— START OF Material provided —
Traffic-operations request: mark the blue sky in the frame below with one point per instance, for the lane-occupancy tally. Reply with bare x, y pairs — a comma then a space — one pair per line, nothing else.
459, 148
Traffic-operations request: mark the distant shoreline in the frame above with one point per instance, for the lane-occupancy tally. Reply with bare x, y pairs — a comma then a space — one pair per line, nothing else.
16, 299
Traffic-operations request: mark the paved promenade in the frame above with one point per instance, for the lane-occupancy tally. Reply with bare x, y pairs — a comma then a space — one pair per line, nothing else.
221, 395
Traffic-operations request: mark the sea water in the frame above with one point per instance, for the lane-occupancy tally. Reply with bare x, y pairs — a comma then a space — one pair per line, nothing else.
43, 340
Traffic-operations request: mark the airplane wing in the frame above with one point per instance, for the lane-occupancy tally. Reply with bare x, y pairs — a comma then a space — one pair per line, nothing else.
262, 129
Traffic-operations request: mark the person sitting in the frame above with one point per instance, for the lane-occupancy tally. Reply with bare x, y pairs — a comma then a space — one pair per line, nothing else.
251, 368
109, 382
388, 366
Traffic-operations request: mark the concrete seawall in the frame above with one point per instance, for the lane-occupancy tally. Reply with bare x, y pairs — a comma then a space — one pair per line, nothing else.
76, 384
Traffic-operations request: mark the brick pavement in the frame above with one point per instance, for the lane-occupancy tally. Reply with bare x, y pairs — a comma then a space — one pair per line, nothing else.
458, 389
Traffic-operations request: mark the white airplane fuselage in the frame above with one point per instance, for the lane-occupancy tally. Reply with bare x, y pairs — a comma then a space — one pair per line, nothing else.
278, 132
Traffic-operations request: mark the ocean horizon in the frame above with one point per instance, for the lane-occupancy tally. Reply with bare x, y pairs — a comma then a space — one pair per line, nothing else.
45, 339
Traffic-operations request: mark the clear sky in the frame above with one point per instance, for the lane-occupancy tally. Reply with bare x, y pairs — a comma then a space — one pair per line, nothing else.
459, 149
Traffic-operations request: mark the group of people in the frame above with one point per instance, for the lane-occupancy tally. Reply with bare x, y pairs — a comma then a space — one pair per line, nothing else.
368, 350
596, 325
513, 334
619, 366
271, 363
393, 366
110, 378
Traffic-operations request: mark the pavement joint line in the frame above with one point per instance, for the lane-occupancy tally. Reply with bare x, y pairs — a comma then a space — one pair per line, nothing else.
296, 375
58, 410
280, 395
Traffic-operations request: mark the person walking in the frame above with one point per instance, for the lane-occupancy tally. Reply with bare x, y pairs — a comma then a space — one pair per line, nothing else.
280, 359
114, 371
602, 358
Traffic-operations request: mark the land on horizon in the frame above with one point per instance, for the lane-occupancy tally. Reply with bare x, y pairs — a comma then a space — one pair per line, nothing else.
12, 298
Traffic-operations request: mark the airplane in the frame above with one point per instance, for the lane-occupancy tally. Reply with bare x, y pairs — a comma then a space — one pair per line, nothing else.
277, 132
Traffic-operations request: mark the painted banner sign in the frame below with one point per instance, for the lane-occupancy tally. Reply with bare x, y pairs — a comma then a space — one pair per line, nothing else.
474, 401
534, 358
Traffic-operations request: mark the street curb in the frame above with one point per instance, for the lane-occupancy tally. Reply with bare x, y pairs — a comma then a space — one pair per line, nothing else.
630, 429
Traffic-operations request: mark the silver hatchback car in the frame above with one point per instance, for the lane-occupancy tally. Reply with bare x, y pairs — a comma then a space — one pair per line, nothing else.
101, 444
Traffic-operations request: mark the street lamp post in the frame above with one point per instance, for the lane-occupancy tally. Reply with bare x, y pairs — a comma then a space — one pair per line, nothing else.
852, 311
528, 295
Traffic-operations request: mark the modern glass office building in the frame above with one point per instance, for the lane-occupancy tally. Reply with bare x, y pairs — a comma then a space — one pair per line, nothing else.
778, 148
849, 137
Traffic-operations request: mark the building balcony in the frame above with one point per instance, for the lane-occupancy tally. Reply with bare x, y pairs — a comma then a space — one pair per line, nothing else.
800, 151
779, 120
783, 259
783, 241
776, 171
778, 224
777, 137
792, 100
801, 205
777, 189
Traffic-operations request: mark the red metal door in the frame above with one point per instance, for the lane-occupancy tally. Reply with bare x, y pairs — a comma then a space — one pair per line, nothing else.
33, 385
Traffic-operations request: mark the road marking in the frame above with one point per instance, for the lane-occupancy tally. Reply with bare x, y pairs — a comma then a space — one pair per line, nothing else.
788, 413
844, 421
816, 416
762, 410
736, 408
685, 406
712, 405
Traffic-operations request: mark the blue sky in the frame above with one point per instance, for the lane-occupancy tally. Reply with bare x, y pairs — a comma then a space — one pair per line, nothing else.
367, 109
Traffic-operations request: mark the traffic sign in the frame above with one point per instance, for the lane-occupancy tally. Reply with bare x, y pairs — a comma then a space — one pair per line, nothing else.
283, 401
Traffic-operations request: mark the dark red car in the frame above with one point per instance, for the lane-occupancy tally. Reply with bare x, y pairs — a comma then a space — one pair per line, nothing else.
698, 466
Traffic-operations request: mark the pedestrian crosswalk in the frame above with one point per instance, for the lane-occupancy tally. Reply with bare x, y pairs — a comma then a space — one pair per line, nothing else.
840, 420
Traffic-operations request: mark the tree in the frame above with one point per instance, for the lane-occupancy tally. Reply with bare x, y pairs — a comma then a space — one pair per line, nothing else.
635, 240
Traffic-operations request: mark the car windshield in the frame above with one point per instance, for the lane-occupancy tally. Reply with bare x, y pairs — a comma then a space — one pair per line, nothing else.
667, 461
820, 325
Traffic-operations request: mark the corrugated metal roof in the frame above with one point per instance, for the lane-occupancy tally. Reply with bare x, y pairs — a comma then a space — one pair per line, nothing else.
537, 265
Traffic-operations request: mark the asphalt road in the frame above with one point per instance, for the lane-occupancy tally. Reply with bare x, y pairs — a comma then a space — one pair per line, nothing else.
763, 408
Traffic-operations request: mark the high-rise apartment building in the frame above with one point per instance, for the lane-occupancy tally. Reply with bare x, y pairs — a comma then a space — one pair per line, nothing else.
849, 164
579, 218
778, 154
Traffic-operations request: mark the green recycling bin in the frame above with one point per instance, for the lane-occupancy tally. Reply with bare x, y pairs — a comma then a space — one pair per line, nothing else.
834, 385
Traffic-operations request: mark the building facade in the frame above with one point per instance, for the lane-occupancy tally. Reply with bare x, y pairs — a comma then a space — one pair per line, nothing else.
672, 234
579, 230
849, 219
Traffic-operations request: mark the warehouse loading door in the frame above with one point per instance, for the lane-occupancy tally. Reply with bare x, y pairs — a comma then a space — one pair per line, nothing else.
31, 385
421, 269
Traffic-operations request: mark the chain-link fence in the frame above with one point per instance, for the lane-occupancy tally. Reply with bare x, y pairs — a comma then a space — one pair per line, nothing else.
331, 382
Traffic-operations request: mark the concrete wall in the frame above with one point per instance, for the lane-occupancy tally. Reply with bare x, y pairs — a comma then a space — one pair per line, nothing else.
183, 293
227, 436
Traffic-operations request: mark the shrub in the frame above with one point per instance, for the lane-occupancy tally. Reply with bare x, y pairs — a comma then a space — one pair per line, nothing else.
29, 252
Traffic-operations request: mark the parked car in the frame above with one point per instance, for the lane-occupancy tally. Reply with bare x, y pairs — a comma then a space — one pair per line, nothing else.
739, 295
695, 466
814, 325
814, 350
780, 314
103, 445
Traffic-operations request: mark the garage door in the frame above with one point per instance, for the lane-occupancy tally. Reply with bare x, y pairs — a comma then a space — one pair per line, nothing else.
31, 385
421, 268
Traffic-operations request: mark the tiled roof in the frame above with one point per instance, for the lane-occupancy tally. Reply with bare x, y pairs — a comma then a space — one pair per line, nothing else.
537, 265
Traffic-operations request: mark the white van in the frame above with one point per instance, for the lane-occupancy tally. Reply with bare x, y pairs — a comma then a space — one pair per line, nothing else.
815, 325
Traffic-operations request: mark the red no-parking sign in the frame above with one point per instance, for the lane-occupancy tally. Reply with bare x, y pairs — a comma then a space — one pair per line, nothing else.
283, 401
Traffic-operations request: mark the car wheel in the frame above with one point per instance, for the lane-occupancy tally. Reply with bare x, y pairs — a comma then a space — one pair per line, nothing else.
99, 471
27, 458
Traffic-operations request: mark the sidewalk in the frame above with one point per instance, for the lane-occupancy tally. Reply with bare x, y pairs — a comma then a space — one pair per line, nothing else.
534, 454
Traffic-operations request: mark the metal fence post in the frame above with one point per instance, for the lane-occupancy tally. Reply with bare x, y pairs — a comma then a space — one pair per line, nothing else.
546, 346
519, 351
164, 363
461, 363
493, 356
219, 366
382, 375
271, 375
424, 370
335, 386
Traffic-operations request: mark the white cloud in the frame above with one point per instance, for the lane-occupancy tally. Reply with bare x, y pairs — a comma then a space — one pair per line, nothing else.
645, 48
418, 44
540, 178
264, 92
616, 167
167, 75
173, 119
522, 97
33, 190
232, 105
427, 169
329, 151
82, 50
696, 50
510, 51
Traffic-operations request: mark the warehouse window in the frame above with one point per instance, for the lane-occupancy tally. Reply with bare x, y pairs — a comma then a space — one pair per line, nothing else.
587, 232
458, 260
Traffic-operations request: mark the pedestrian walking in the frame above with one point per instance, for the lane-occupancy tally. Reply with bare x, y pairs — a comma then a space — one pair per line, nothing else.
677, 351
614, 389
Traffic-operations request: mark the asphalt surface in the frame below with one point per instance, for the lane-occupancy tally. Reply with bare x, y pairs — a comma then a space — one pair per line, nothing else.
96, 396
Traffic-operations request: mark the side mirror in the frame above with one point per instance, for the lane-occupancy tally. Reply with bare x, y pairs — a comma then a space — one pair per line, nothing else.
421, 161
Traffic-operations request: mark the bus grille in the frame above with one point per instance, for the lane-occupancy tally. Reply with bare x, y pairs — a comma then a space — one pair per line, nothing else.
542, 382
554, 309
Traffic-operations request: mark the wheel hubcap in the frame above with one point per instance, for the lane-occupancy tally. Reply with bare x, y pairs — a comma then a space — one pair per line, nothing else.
— END OF Material provided —
- What to produce -
Would you quote, exactly and only, the lines from the one containing "Traffic-operations request: mark the warehouse window" to the end of the entries?

- The solution -
Traffic-operations request: mark the warehouse window in the frame above with one point per instance, for the lane-occupancy tally. Reply with bare x, y pairs — a comma then a space — one pair per line, nothing else.
587, 232
458, 260
Traffic-operations request: mark the pedestrian walking in the frame above with one point per instance, for the lane-occupancy tally. Reply with bare x, y pairs — a comma then a space — one pair per line, nothing else.
677, 351
614, 389
Traffic-operations request: mark the asphalt surface in the frame below with one point per instance, for the lane-occupancy tally. Reply with bare x, y pairs — a comma then a space — one pair per line, nothing else.
96, 396
Traffic-operations request: mark the side mirror in the frame above with one point per instance, for the lane-occupancy tally. Reply with bare x, y pairs — a comma then a space — one pair per line, nothing else.
421, 161
Traffic-operations request: mark the bus grille in the frame above with one point per instance, for the lane-occupancy tally. Reply with bare x, y pairs — a comma then a space — one pair per line, nothing else.
542, 382
554, 309
Traffic-operations request: mark the wheel hubcap in the frame above with one point per instance, for the lane-occupancy tally. Reply with bare x, y pairs — a comma then a space — one pair per line, nothing else.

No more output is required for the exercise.